- _Problems to work on_:
- a) Reproduce the Appalachian Trail passage between "The Appalachian Trail was" and "of a motorcycle.", inclusive.
- b) In the Appalachian Trail passage, which ridge is named as the route of an 18-mile hike following an all-nighter?

- _Text excerpt_:

I guess hiking the Appalachian Trail is a grand juxtaposition of physical and athletic challenge with the intangible, metaphysical and existential questions that, in my opinion, nature brings us closer to, and in some ways, at peace with.
I am guilty of having too much fun. Call it the artist’s plight: I like to drink. There’s lots of that along the Appalachian Trail. You will never meet a group of people so thrilled about an all nighter followed by an 18 mile hike up and over Franconia Ridge. The odd part is, I would do this, but then spend days quietly hiking alone with my thoughts, sober, meditative... Working things out, processing traumas, planning future adventures. Getting struck by random 16 year old memories and suddenly bursting out in laughter.
Gathering around the campfire at night, drunk with endorphins and content with our bellies full of rice and cheese, us hikers would laugh at the pain in our legs, flatulate loudly, pass around a flask of whiskey, and rejoice that we, yes we, bumbling, foiblous humans had just completed another day’s hike that, in all reality, only a tiny fraction of humans alive today could dream of completing. And it was just another notch in the long, long belt of the Appalachian Trail.
I say all this because it speaks back to the grand juxtaposition. You go out there for answers, for quiet, solitude. And you quickly realize that - while these are all good and well - you won’t get very far without camaraderie.
The Appalachian Trail was the hardest thing I’ve ever done. Harder than running a marathon, completing an Olympic triathlon, graduating college, dealing with heartbreak. The mind wanders between jubilation at the thought of a grand human adventure and wondering why one is subjecting oneself to such physical and mental torture for days on end. Some days every step sucks. Some days you slip down a slick rock face and scrape your entire right thigh like a road rash from falling off of a motorcycle.
Some days you sit on top of mountains and watch the sun set for the who-knows-thousandth time in your life and it’s still just as beautiful, just as humbling, just as sweet.

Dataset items
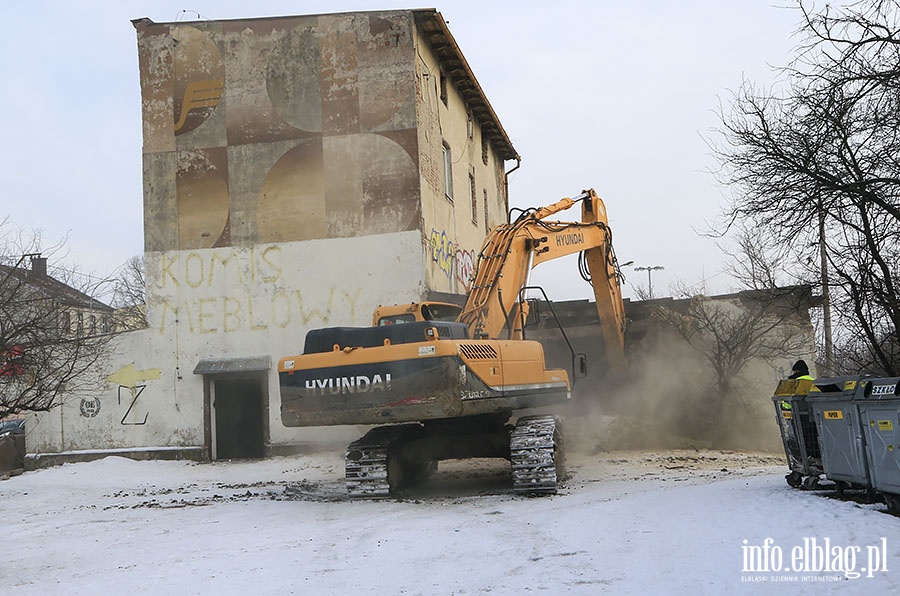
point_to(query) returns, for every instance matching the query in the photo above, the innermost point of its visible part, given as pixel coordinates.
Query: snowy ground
(676, 522)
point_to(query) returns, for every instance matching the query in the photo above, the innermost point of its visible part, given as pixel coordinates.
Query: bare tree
(754, 325)
(817, 169)
(51, 335)
(130, 295)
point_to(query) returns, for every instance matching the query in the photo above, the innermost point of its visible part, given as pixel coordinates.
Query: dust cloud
(668, 400)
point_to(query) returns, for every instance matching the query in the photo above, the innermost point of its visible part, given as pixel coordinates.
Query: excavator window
(394, 320)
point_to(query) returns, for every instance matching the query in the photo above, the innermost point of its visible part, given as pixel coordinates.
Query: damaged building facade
(298, 172)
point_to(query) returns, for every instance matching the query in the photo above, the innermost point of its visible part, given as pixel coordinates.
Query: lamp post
(649, 279)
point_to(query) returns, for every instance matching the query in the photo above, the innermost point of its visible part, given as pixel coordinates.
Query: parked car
(12, 427)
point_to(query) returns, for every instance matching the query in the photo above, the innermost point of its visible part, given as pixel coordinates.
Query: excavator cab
(415, 312)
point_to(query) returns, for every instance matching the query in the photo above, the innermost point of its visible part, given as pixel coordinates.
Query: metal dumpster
(880, 416)
(798, 432)
(833, 402)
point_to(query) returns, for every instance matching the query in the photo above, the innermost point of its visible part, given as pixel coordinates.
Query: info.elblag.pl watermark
(814, 559)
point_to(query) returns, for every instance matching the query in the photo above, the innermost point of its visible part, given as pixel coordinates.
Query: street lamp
(649, 280)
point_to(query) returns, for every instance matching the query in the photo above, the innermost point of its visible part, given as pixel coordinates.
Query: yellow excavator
(442, 381)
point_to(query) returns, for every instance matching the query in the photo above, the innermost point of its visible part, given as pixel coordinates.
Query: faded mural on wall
(455, 262)
(278, 130)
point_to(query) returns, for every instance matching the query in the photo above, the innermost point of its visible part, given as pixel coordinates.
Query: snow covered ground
(675, 522)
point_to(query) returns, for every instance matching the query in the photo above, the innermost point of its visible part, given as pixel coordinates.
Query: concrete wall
(220, 304)
(292, 179)
(285, 129)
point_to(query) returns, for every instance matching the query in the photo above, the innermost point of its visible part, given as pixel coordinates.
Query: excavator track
(367, 460)
(537, 455)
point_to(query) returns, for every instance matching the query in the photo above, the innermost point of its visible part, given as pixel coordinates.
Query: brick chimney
(39, 266)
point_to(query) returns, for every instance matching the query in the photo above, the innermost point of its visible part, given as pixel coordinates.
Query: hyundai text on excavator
(443, 381)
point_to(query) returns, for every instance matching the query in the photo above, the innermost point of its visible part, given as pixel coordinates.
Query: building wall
(216, 304)
(290, 182)
(454, 228)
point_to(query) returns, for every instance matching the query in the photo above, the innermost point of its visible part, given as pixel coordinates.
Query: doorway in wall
(238, 416)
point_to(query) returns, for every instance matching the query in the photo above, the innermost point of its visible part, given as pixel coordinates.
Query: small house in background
(76, 313)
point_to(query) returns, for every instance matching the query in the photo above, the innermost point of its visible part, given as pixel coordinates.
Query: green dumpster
(880, 416)
(798, 432)
(833, 402)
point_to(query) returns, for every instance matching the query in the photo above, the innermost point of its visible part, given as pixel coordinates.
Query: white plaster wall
(227, 303)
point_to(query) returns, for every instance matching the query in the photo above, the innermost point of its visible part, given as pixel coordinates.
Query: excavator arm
(511, 250)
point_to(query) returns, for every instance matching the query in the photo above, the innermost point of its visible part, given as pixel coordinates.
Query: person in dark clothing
(800, 371)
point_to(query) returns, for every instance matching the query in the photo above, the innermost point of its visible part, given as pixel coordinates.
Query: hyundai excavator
(442, 382)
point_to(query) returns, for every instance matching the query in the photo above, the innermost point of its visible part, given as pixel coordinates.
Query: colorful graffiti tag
(455, 262)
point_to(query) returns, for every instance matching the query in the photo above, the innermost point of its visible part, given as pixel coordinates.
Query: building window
(473, 198)
(448, 172)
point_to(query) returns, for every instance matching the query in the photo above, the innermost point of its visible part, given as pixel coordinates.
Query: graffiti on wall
(131, 384)
(455, 262)
(255, 299)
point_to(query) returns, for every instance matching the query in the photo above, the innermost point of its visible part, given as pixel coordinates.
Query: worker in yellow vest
(799, 371)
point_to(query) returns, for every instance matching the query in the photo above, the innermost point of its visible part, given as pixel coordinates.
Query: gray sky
(612, 95)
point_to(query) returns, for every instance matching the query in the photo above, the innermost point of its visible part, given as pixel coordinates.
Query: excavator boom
(511, 250)
(445, 389)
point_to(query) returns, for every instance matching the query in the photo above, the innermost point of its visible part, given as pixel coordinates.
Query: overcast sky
(612, 95)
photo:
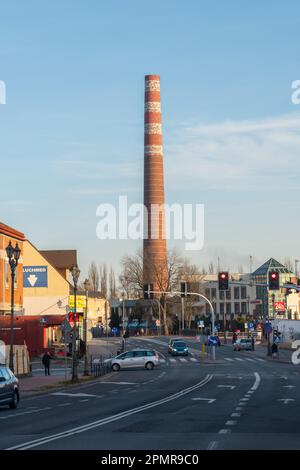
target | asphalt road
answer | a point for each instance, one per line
(241, 402)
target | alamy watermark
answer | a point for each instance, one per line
(175, 221)
(2, 92)
(296, 94)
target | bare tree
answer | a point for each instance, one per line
(103, 281)
(112, 284)
(93, 276)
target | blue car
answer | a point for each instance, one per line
(179, 348)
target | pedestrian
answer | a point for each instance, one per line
(46, 362)
(274, 350)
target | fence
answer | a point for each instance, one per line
(21, 359)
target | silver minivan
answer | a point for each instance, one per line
(144, 358)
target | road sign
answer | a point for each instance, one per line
(35, 276)
(279, 306)
(268, 328)
(213, 341)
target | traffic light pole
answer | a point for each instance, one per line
(200, 296)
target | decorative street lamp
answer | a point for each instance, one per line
(75, 271)
(87, 286)
(13, 254)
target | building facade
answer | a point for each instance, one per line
(9, 234)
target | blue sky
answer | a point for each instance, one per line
(71, 133)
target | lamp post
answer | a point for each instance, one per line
(123, 320)
(13, 254)
(86, 285)
(75, 271)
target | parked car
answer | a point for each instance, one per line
(9, 388)
(144, 358)
(179, 348)
(242, 344)
(172, 341)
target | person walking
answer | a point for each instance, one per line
(46, 362)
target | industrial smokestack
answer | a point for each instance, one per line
(155, 252)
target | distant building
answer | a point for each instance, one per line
(267, 297)
(8, 234)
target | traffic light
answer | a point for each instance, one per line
(223, 279)
(273, 280)
(147, 289)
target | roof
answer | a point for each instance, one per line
(60, 259)
(11, 232)
(270, 265)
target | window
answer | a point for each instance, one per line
(243, 293)
(236, 292)
(129, 355)
(139, 353)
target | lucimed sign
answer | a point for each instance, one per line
(35, 276)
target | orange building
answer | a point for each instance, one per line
(8, 234)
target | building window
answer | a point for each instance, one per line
(243, 293)
(236, 292)
(6, 275)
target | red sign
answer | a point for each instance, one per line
(279, 306)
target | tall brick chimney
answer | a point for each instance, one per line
(155, 252)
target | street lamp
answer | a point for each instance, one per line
(13, 254)
(123, 320)
(75, 271)
(87, 286)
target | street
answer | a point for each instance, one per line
(243, 401)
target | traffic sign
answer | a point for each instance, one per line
(213, 341)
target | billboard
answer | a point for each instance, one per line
(35, 276)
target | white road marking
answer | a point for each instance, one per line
(109, 419)
(74, 395)
(286, 400)
(25, 413)
(209, 400)
(232, 387)
(212, 445)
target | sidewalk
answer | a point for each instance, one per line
(42, 384)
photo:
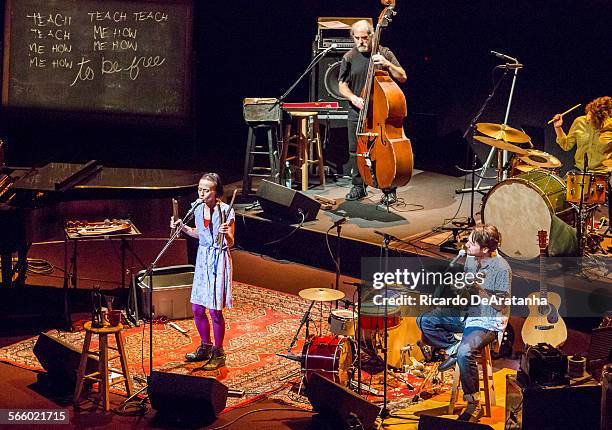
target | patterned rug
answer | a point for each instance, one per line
(261, 324)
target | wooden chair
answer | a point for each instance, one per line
(307, 142)
(485, 383)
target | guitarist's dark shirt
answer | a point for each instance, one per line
(497, 281)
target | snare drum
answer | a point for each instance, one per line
(342, 322)
(522, 206)
(595, 187)
(329, 356)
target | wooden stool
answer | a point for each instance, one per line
(307, 143)
(484, 359)
(268, 151)
(103, 371)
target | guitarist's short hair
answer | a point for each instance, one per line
(487, 236)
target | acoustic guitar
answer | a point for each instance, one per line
(544, 324)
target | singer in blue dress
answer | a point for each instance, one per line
(212, 280)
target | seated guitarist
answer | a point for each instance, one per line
(478, 323)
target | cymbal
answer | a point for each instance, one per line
(321, 294)
(502, 132)
(540, 159)
(501, 144)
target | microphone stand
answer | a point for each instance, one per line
(471, 129)
(149, 273)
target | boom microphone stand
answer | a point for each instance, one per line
(150, 270)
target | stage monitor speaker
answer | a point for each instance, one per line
(192, 398)
(61, 360)
(286, 204)
(427, 422)
(339, 405)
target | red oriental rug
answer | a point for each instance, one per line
(261, 324)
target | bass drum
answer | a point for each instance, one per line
(520, 207)
(329, 356)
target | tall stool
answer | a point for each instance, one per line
(307, 142)
(103, 370)
(485, 361)
(268, 150)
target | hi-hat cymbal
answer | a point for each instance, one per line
(321, 294)
(501, 144)
(502, 132)
(540, 159)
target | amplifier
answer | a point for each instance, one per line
(262, 110)
(343, 43)
(545, 365)
(531, 407)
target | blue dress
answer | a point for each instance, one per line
(212, 280)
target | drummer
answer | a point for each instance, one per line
(590, 133)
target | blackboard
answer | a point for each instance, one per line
(98, 56)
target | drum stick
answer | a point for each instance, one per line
(567, 111)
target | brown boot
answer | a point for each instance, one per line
(473, 411)
(217, 360)
(203, 353)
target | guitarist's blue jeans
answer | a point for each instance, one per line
(438, 328)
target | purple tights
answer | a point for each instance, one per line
(201, 321)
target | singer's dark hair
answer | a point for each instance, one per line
(487, 236)
(215, 179)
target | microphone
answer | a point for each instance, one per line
(512, 66)
(504, 56)
(387, 236)
(339, 222)
(461, 254)
(291, 356)
(194, 205)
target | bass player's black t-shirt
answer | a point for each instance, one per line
(354, 70)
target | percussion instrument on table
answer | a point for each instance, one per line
(405, 333)
(373, 316)
(342, 322)
(595, 187)
(520, 207)
(321, 294)
(329, 356)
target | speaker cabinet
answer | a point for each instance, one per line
(324, 86)
(192, 398)
(61, 360)
(427, 422)
(532, 407)
(286, 204)
(339, 405)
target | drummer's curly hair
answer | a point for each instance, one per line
(487, 236)
(600, 109)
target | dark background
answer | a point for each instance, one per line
(258, 48)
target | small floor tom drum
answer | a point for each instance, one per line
(329, 356)
(342, 322)
(595, 187)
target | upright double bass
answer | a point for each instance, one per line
(384, 153)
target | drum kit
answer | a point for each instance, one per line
(535, 197)
(335, 356)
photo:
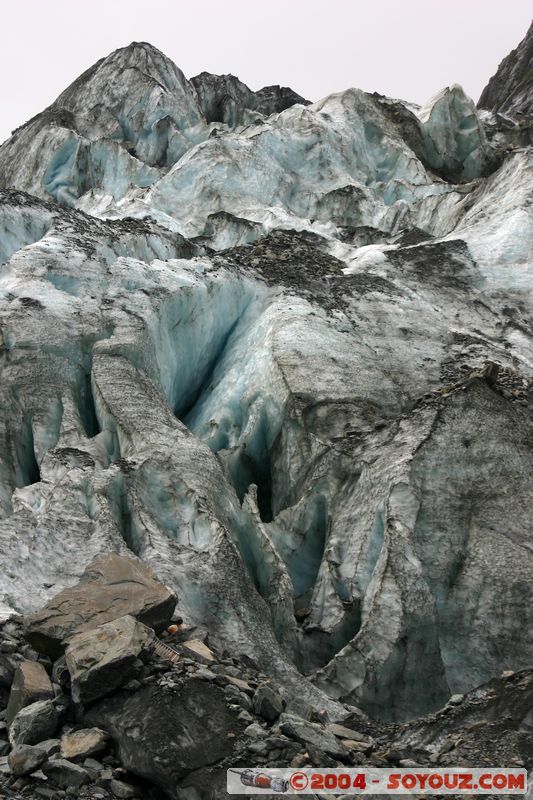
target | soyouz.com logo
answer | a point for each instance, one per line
(417, 780)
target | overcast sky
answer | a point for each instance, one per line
(402, 48)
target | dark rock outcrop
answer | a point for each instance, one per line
(510, 90)
(226, 99)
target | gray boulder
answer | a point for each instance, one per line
(311, 735)
(25, 759)
(111, 587)
(65, 774)
(30, 684)
(101, 660)
(164, 734)
(83, 743)
(34, 723)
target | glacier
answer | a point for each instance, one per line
(280, 351)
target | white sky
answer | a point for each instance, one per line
(403, 48)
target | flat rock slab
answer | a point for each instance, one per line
(30, 684)
(311, 735)
(111, 587)
(83, 743)
(65, 774)
(34, 723)
(101, 660)
(194, 648)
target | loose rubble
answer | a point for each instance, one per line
(191, 712)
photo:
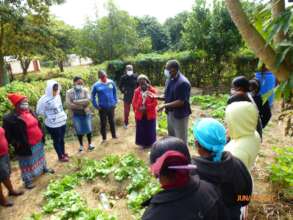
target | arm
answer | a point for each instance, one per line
(135, 101)
(93, 97)
(265, 114)
(7, 129)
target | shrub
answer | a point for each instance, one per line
(281, 172)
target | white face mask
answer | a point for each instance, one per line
(24, 106)
(78, 87)
(129, 73)
(167, 73)
(232, 91)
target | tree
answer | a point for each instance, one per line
(63, 41)
(13, 13)
(110, 37)
(213, 31)
(197, 26)
(175, 26)
(256, 41)
(150, 27)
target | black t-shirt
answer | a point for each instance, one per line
(197, 201)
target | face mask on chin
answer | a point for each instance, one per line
(78, 87)
(167, 73)
(129, 73)
(24, 106)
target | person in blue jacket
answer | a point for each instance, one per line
(105, 90)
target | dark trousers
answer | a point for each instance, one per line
(127, 107)
(104, 115)
(57, 135)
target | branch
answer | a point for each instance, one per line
(255, 41)
(278, 7)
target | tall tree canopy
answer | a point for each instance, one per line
(112, 36)
(15, 20)
(150, 27)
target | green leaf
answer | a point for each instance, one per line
(281, 57)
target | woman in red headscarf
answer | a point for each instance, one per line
(24, 132)
(5, 171)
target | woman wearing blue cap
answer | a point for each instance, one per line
(220, 168)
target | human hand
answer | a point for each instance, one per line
(161, 108)
(142, 109)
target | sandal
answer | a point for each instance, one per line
(7, 203)
(29, 186)
(16, 193)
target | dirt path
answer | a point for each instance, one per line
(31, 201)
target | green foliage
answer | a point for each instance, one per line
(162, 128)
(282, 169)
(216, 104)
(62, 200)
(150, 27)
(111, 37)
(175, 26)
(213, 31)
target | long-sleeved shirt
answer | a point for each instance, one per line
(106, 93)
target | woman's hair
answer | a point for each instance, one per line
(76, 78)
(241, 82)
(173, 64)
(166, 144)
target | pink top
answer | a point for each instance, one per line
(3, 143)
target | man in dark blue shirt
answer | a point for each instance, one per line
(177, 106)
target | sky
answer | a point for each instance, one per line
(75, 12)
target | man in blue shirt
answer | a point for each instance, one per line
(177, 106)
(106, 91)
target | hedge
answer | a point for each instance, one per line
(200, 69)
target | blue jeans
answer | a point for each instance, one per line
(57, 135)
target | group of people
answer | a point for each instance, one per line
(217, 184)
(203, 187)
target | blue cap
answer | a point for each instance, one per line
(211, 135)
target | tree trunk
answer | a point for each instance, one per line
(3, 73)
(255, 41)
(278, 7)
(25, 62)
(61, 66)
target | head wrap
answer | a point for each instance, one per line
(15, 98)
(211, 135)
(142, 76)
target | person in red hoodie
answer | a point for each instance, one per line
(24, 132)
(5, 171)
(145, 110)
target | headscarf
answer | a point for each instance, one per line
(211, 135)
(142, 76)
(15, 98)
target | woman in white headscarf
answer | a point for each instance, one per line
(50, 106)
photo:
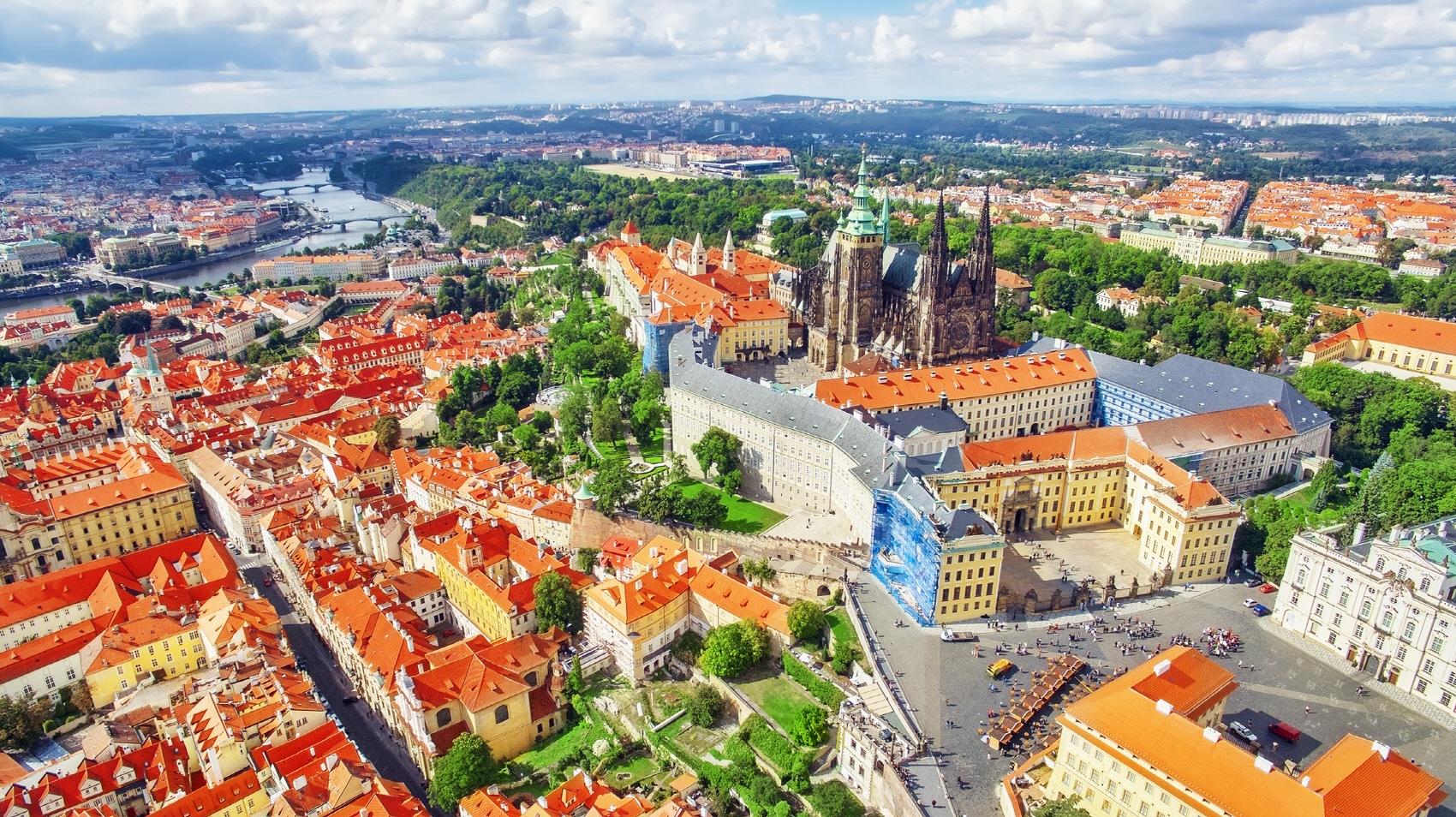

- _Expected results_:
- a)
The Appalachian Trail was the hardest thing I’ve ever done. Harder than running a marathon, completing an Olympic triathlon, graduating college, dealing with heartbreak. The mind wanders between jubilation at the thought of a grand human adventure and wondering why one is subjecting oneself to such physical and mental torture for days on end. Some days every step sucks. Some days you slip down a slick rock face and scrape your entire right thigh like a road rash from falling off of a motorcycle.

- b) Franconia Ridge